===== DATA TO USE =====
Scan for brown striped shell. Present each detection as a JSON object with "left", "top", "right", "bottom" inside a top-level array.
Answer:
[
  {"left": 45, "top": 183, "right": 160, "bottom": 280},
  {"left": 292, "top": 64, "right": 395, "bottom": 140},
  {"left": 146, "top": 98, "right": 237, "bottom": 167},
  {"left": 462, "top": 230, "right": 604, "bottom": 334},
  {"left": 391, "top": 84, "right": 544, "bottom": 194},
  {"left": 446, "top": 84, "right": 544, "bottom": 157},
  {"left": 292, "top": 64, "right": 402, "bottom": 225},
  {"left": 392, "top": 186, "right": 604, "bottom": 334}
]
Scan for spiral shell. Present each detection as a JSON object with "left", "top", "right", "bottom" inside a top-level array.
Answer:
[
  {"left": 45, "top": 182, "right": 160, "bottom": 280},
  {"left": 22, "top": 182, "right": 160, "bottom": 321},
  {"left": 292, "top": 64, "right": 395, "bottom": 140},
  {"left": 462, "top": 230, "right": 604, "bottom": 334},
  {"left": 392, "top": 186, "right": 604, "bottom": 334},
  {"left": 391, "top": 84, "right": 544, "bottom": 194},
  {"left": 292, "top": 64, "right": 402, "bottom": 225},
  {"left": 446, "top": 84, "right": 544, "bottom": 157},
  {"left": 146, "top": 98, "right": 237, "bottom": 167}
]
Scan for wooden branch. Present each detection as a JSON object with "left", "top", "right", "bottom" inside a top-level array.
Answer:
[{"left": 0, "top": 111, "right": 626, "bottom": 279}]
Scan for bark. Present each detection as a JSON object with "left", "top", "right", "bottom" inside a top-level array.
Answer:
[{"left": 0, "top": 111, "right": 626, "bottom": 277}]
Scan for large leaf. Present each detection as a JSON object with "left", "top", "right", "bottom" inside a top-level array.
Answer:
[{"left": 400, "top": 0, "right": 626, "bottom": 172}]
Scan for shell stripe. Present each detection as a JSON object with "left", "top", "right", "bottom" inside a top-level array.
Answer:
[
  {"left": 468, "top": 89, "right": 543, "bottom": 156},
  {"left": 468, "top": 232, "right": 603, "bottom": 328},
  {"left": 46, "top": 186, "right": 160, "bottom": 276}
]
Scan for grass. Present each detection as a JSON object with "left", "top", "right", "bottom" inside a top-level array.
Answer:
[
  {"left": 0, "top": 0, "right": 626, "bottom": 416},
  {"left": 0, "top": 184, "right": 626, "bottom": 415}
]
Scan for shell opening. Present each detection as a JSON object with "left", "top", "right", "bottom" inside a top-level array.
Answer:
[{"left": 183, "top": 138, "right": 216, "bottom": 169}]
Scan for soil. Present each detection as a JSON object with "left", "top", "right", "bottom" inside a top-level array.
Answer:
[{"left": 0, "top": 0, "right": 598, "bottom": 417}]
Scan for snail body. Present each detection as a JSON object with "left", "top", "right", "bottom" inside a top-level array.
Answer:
=====
- **WHAT TO DO**
Reproduce verbatim the part of the items that opens with the line containing "Scan for soil." and closes with the end of the items, including both ends.

- **EXERCISE RESPONSE**
Scan for soil. Present each detection as a JSON object with "left", "top", "right", "bottom" inside a top-level array.
Answer:
[{"left": 0, "top": 0, "right": 598, "bottom": 417}]
Scan for snail body. Present each detection as a JSON object with "left", "top", "right", "bottom" inside a top-level array.
Answer:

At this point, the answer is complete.